Le festival mettait aussi l’accent sur le cinéma uruguayen qui s’est développé depuis le début des années 2000.Il était possible de voir « Masangeles » de la douée Béatriz Flores Silva, « Estella del sur » ou « La perrera », ainsi que les reprises de « Whisky » et « 25 watts ».
Le festival a proposé un ciné concert sur un film muet argentin « Expedición Argentina Stoessel », l’épopée de deux frères qui décident de relier Buenos Aires à bord d’une chevrolet, en 1929 : Traverser des montagnes, des fleuves, se diriger là où il n’y a pas de routes. Une belle histoire mise en musique par le compositeur argentin Santiago Chotsourian accompagné de onze musiciens de l’orchestre régional Bayonne-côte-Basque.
En clôture, était présenté le dernier film de Daniel Burman « El nido vacío », moins riche que « Esperando al Mesías » malgré une belle interprétation. Le film évoque la vie d’un couple de quinquagénaires dont la maison se retrouve vide après le départ de leurs enfants. Si Martha réagit en s’inscrivant à l’université, Leonardo, dramaturge à succès se replie sur lui-même et entreprend un voyage onirique vers ses désirs.
Cette année, la section cinéma s’était dotée d’un nouveau sélectionneur, Jean Christophe Berjon, responsable de la semaine de la critique à Cannes que nous avons interrogé et qui a mis l’accent sur les nouveaux talents de l’Amérique Latine.

__Action requise 1__: Recopiez le passage du texte source qui commence par « Le festival a » et se termine par « l’orchestre régional Bayonne-côte-Basque. ».
__Action requise 2__: Relevez tous les titres de films mentionnés dans le texte source.

__Jeu de données__:
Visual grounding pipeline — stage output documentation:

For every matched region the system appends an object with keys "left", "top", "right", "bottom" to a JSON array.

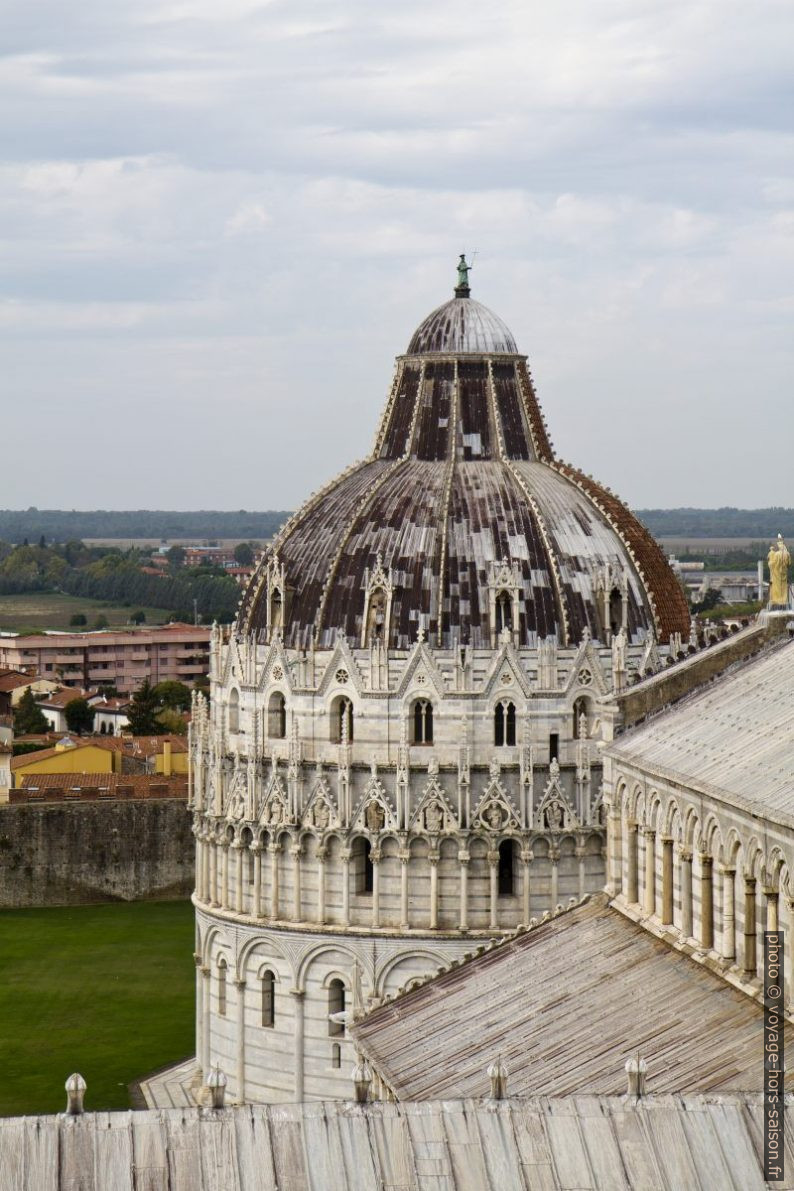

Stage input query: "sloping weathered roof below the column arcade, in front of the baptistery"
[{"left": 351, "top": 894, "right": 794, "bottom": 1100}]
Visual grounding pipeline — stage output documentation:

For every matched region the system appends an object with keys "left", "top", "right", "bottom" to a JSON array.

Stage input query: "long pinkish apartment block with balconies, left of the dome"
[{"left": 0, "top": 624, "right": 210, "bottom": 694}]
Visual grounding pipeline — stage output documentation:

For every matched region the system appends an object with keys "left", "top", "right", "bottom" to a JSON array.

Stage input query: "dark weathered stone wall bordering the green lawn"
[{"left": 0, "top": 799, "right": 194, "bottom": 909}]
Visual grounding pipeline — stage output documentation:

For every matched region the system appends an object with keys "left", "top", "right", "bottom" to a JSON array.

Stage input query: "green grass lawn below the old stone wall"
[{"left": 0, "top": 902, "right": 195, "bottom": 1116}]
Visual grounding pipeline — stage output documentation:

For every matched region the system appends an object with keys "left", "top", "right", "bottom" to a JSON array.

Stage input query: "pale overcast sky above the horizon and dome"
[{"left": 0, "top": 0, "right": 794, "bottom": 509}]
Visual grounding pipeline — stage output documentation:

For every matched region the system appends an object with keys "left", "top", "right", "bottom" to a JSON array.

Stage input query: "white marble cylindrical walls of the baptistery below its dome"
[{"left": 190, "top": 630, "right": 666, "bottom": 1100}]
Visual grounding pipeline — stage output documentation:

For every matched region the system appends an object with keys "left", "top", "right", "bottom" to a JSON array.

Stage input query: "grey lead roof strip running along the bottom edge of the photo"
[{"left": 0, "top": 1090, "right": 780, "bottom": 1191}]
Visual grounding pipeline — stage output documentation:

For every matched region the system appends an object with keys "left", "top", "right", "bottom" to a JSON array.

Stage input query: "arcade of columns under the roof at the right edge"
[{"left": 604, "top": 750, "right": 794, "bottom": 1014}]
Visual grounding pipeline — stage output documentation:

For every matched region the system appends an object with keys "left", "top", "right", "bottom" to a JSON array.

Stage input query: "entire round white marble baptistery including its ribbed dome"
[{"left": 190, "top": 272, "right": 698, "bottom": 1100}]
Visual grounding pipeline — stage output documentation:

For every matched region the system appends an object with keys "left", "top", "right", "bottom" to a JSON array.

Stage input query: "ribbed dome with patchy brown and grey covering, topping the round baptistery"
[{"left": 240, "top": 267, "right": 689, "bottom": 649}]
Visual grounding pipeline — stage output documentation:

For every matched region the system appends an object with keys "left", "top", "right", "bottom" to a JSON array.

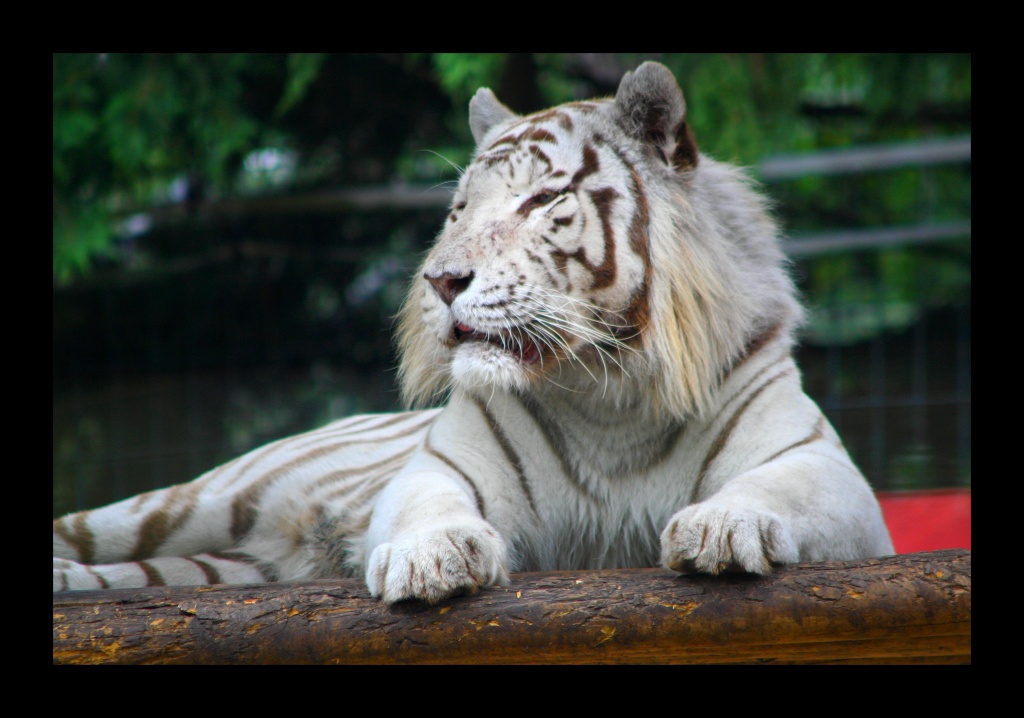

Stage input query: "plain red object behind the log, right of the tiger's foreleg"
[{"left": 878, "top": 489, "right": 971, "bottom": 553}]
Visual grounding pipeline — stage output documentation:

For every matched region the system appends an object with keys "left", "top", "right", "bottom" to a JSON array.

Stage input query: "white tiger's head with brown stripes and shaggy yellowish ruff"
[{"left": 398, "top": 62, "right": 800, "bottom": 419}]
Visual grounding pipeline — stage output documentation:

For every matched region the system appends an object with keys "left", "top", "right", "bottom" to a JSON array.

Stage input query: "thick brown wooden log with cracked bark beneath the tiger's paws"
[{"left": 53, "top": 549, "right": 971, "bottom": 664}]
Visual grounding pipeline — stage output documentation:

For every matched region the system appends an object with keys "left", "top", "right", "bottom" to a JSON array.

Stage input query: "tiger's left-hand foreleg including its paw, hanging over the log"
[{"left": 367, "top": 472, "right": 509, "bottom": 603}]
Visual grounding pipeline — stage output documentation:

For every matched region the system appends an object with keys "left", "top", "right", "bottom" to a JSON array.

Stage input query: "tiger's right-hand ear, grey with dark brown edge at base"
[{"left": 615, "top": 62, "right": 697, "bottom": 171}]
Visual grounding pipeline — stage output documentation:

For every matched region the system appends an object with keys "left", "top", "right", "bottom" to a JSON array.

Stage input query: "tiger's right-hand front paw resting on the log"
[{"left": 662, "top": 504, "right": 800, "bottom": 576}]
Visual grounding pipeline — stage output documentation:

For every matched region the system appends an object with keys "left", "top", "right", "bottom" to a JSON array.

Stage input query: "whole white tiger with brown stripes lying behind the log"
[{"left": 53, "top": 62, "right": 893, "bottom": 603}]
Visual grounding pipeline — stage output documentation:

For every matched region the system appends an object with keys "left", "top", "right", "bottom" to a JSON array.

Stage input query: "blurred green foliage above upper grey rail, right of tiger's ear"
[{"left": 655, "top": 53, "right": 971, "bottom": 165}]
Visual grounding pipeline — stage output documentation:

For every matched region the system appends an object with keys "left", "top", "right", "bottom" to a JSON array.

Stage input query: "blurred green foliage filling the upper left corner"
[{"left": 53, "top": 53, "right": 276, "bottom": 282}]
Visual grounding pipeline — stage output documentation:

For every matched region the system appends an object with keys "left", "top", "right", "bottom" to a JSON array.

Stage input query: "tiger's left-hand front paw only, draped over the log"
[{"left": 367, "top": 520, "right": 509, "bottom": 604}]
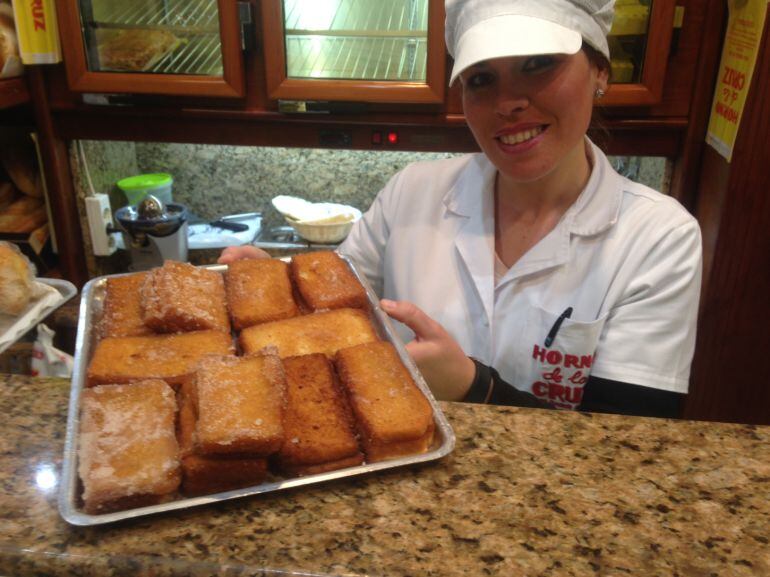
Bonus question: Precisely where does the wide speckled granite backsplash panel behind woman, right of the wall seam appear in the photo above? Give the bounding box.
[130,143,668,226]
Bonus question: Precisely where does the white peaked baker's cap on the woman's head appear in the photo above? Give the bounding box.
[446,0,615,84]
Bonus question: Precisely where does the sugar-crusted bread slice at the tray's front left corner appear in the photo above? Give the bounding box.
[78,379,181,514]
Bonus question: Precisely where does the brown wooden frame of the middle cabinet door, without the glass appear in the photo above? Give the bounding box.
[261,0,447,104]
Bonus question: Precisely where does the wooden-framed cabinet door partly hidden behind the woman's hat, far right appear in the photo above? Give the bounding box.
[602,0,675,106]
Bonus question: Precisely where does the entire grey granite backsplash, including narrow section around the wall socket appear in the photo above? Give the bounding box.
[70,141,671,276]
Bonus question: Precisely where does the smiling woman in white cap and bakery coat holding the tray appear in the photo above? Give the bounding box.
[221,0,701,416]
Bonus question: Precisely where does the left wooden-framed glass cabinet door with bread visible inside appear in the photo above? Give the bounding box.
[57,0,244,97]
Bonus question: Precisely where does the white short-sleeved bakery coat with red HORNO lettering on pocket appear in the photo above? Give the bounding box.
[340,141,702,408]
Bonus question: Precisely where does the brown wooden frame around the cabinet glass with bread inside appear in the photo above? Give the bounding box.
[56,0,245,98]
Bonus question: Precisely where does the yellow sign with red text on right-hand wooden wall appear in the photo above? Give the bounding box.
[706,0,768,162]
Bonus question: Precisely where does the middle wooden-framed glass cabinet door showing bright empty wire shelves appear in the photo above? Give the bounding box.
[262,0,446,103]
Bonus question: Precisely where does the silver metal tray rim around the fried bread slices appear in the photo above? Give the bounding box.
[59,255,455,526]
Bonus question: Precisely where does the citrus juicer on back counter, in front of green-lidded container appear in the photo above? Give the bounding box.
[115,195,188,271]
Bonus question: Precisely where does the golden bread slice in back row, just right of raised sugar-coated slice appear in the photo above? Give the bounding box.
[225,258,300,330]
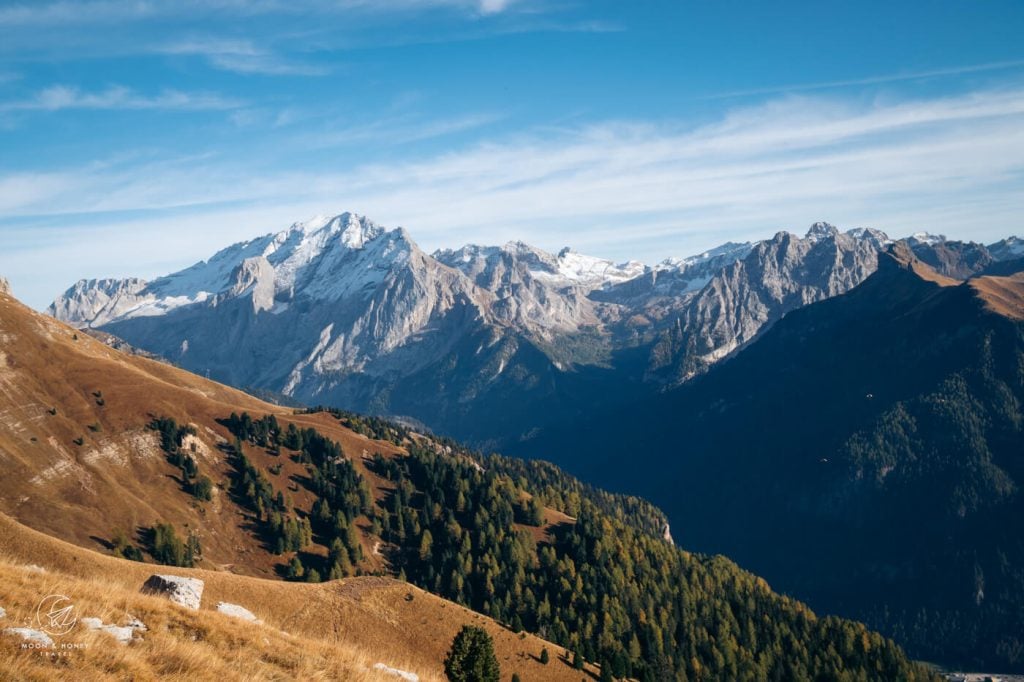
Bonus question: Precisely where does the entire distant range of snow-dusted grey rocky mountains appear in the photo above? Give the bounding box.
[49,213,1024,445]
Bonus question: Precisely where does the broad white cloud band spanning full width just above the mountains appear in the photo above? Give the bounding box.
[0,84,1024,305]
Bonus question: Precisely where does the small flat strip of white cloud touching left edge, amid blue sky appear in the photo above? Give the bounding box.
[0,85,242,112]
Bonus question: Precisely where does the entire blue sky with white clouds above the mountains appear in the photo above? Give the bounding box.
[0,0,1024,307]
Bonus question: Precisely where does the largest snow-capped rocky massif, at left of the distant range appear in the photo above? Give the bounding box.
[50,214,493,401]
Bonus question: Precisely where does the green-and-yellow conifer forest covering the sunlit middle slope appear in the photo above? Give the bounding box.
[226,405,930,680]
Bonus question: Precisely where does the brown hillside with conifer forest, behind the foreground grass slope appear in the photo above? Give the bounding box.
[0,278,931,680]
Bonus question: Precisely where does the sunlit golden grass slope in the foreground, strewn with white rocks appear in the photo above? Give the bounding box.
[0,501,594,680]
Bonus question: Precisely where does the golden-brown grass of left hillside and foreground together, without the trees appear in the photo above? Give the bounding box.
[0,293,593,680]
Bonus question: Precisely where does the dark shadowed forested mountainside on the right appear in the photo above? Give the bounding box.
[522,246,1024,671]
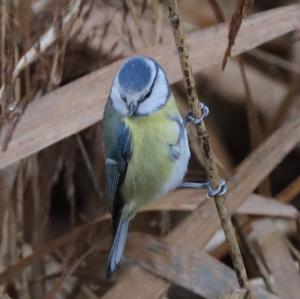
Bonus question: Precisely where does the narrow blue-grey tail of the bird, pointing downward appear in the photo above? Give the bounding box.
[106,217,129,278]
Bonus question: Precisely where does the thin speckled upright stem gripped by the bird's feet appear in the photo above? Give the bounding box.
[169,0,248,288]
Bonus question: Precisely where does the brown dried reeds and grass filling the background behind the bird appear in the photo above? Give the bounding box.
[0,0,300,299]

__Zone de réponse 1__:
Le festival a proposé un ciné concert sur un film muet argentin « Expedición Argentina Stoessel », l’épopée de deux frères qui décident de relier Buenos Aires à bord d’une chevrolet, en 1929 : Traverser des montagnes, des fleuves, se diriger là où il n’y a pas de routes. Une belle histoire mise en musique par le compositeur argentin Santiago Chotsourian accompagné de onze musiciens de l’orchestre régional Bayonne-côte-Basque.

__Zone de réponse 2__:
« Masangeles »
« Estella del sur »
« La perrera »
« Whisky »
« 25 watts »
« Expedición Argentina Stoessel »
« El nido vacío »
« Esperando al Mesías »